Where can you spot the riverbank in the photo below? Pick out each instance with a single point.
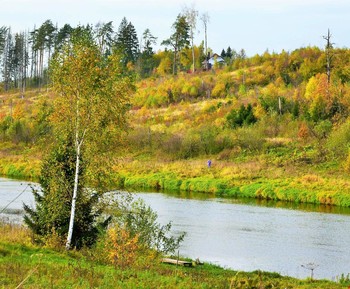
(36, 267)
(223, 179)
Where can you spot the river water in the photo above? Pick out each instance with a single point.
(242, 235)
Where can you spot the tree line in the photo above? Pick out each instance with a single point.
(25, 56)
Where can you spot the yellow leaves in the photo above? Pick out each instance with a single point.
(121, 246)
(317, 87)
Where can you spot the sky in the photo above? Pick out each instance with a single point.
(252, 25)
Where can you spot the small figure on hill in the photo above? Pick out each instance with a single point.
(209, 163)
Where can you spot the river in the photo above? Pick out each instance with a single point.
(242, 235)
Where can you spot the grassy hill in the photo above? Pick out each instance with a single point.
(24, 265)
(272, 125)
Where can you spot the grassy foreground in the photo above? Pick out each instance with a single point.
(24, 265)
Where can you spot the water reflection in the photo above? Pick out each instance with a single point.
(243, 234)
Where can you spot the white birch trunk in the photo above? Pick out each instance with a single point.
(74, 199)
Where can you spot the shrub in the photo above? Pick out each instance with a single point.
(244, 116)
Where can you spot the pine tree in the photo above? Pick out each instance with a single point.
(127, 42)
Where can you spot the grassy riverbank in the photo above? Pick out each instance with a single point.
(224, 179)
(31, 266)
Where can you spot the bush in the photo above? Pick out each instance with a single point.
(244, 116)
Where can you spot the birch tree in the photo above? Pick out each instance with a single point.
(93, 95)
(205, 20)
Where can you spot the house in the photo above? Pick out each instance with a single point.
(215, 59)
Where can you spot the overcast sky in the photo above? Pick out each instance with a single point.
(254, 25)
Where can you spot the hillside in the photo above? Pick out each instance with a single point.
(273, 126)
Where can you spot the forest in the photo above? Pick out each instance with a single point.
(86, 110)
(263, 120)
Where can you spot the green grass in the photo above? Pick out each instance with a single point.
(21, 262)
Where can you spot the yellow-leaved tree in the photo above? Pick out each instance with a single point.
(92, 99)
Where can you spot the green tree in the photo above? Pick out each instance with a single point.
(104, 36)
(179, 39)
(244, 116)
(50, 217)
(126, 42)
(93, 96)
(147, 61)
(191, 17)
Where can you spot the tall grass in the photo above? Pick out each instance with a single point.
(23, 265)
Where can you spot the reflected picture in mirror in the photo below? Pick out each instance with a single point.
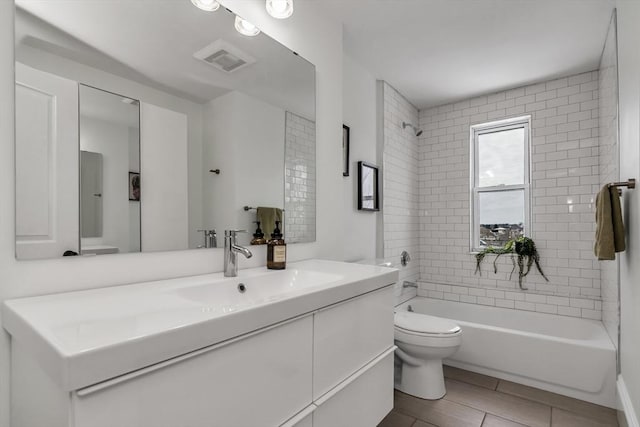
(81, 67)
(134, 186)
(368, 196)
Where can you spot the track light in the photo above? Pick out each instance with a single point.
(280, 9)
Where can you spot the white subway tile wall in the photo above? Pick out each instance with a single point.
(400, 188)
(300, 179)
(565, 179)
(609, 171)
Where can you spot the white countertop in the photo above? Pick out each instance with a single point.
(82, 338)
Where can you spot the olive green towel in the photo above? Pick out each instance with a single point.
(268, 217)
(609, 225)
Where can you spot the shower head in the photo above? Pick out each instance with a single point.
(417, 131)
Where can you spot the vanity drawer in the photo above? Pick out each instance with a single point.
(349, 335)
(262, 380)
(362, 400)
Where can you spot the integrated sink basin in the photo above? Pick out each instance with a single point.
(250, 290)
(83, 338)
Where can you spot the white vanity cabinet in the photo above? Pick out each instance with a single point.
(330, 366)
(263, 379)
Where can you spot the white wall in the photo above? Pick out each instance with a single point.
(245, 140)
(164, 184)
(310, 33)
(359, 113)
(629, 111)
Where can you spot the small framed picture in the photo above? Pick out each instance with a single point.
(368, 194)
(134, 186)
(345, 150)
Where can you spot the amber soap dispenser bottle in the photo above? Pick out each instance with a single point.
(276, 250)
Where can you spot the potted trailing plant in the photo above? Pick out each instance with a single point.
(521, 249)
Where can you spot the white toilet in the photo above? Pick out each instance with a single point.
(423, 341)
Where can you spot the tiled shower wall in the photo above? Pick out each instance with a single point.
(608, 161)
(300, 179)
(565, 178)
(400, 186)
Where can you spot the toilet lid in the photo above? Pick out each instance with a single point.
(424, 324)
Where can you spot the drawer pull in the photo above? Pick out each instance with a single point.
(291, 422)
(337, 389)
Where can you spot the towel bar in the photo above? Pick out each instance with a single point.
(250, 208)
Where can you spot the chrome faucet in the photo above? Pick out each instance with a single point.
(210, 239)
(231, 250)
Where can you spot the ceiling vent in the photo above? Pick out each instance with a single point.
(224, 56)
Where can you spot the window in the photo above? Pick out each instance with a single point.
(499, 181)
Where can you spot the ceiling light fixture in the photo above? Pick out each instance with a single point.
(206, 5)
(246, 28)
(280, 9)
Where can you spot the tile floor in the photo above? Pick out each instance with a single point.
(475, 400)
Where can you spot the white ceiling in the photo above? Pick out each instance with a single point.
(153, 42)
(438, 51)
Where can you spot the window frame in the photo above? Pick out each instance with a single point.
(523, 122)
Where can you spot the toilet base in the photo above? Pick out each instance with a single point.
(425, 381)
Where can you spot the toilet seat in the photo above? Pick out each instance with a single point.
(425, 325)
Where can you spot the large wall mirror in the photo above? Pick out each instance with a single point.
(144, 125)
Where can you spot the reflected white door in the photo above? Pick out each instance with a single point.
(47, 191)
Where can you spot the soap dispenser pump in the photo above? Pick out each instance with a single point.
(276, 250)
(258, 236)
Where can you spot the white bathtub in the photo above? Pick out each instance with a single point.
(565, 355)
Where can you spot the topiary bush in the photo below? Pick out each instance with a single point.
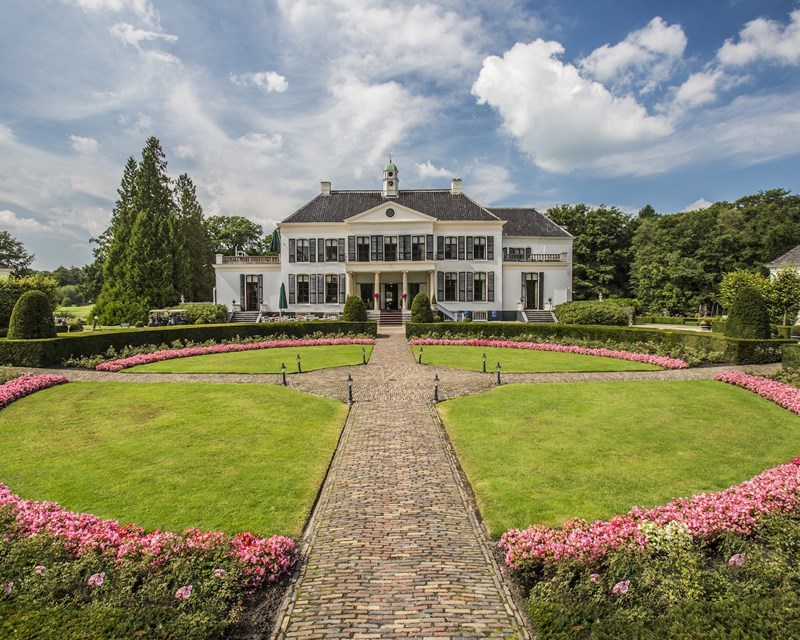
(32, 318)
(421, 308)
(605, 313)
(749, 316)
(354, 310)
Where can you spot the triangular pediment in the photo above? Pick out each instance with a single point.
(390, 212)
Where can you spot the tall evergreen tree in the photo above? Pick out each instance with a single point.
(194, 273)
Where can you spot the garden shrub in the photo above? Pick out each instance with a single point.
(602, 313)
(421, 308)
(749, 316)
(32, 318)
(12, 288)
(354, 310)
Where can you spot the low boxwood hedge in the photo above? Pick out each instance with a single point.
(53, 351)
(735, 351)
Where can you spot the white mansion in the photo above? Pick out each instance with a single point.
(386, 246)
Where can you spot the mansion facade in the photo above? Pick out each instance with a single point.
(387, 245)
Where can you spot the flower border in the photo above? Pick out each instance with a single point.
(170, 354)
(661, 361)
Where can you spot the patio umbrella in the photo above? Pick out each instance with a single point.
(282, 300)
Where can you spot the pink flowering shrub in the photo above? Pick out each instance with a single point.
(660, 361)
(735, 510)
(780, 393)
(259, 560)
(25, 385)
(169, 354)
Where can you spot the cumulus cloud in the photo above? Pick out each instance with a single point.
(560, 118)
(645, 57)
(428, 170)
(85, 146)
(265, 80)
(764, 40)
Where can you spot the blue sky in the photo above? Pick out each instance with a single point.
(676, 104)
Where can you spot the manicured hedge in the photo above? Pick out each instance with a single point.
(735, 351)
(791, 357)
(53, 351)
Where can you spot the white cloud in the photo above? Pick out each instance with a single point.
(697, 205)
(264, 80)
(83, 145)
(428, 170)
(766, 40)
(645, 57)
(561, 119)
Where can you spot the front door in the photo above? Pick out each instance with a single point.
(392, 296)
(531, 290)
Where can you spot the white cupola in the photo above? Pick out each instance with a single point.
(391, 182)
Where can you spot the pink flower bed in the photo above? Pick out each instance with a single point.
(660, 361)
(785, 395)
(169, 354)
(262, 559)
(737, 509)
(26, 385)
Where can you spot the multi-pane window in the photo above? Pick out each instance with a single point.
(479, 291)
(303, 295)
(451, 248)
(390, 248)
(362, 249)
(418, 247)
(332, 250)
(301, 251)
(451, 287)
(332, 289)
(479, 248)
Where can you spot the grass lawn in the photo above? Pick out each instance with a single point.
(522, 360)
(549, 452)
(261, 360)
(169, 456)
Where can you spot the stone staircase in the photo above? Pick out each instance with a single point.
(538, 316)
(245, 316)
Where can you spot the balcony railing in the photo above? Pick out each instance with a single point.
(251, 259)
(534, 257)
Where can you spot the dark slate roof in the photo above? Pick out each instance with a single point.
(789, 258)
(528, 222)
(439, 204)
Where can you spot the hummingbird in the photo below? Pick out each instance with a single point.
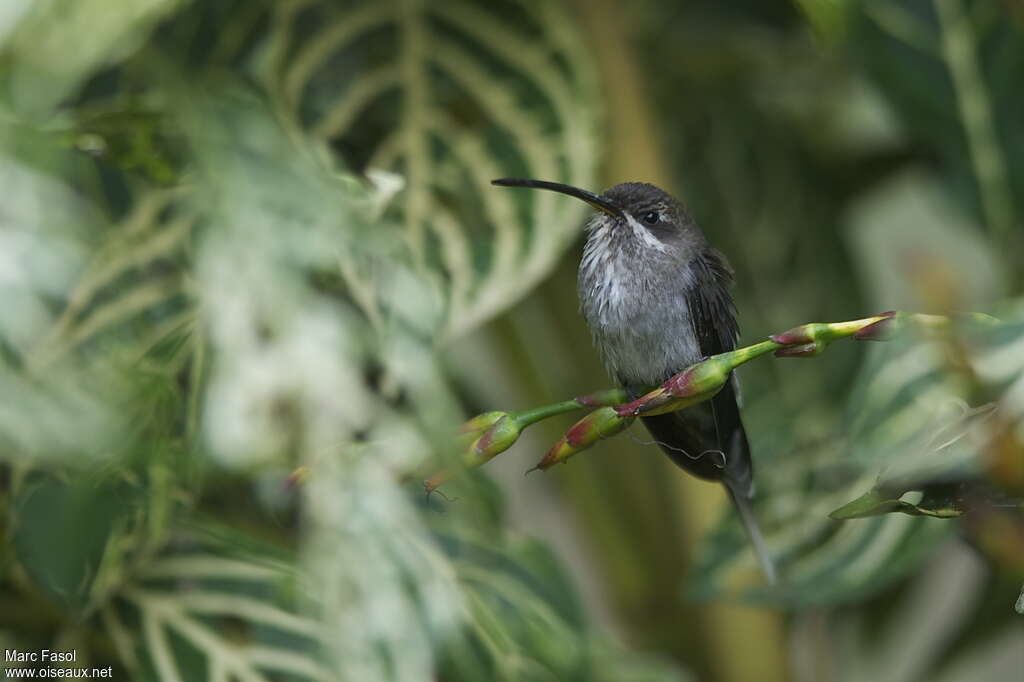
(655, 296)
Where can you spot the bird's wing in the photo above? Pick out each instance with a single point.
(708, 439)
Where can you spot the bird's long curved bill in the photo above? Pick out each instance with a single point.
(597, 201)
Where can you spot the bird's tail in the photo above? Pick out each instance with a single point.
(742, 505)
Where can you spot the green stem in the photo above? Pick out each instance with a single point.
(532, 415)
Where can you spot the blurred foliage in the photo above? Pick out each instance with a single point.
(243, 238)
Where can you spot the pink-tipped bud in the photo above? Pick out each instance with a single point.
(595, 426)
(496, 439)
(880, 331)
(805, 350)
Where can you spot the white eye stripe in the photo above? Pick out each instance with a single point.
(644, 235)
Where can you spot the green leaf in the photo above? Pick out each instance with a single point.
(96, 32)
(61, 531)
(441, 100)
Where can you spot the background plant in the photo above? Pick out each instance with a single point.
(243, 238)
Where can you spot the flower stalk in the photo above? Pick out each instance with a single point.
(494, 432)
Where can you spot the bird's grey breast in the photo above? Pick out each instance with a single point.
(634, 295)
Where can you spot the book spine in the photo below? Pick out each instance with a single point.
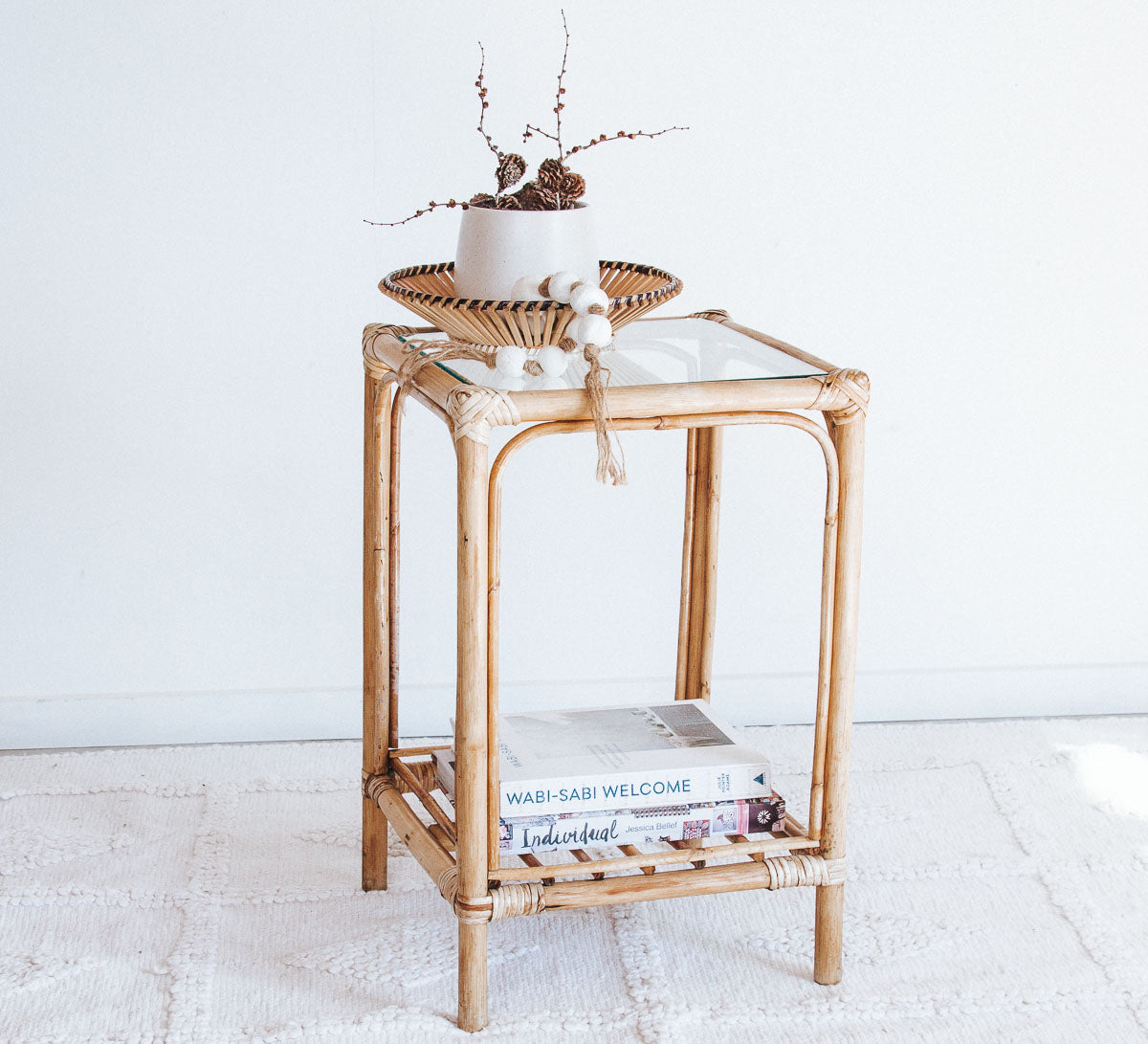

## Problem
Retype exactly, please, the span from the line holding "Where can you spot the bird's long" through the closing line of the data, both ends included, without the pictures.

## Answer to the exercise
Where can you spot the bird's long curved bill in the photo above? Pick out each instance with a single point.
(597, 201)
Where can you spot the bird's tail in the photo above? Pick out each instance with a single point.
(742, 505)
Where can you spot the green stem in the photo above? Pick out each instance with a single point.
(532, 415)
Where can you spot the blurred foliage in the photo above? Pick out each instance with a single point.
(243, 238)
Where can you spot the pink-tipped bud in the photo above? Pick out each instance with a single point.
(595, 426)
(496, 439)
(880, 331)
(805, 350)
Where can you spot the white eye stripe in the photo above? Pick out each instance with a single point.
(644, 235)
Where can you spot the green leaf in the photo above? Pick out each instance with a single point.
(96, 32)
(61, 531)
(441, 100)
Where can you spot the background plant in the photo above? Pick out each instance with a single point.
(243, 238)
Where can you spot the flower stalk in the photo above? Pick out each instance with a single point.
(494, 432)
Where can you spot the bird's grey breast in the photo above? Pick out each instance with a single point.
(634, 295)
Where can you spot the book spine in the photo below? Pick out each instance with a single point.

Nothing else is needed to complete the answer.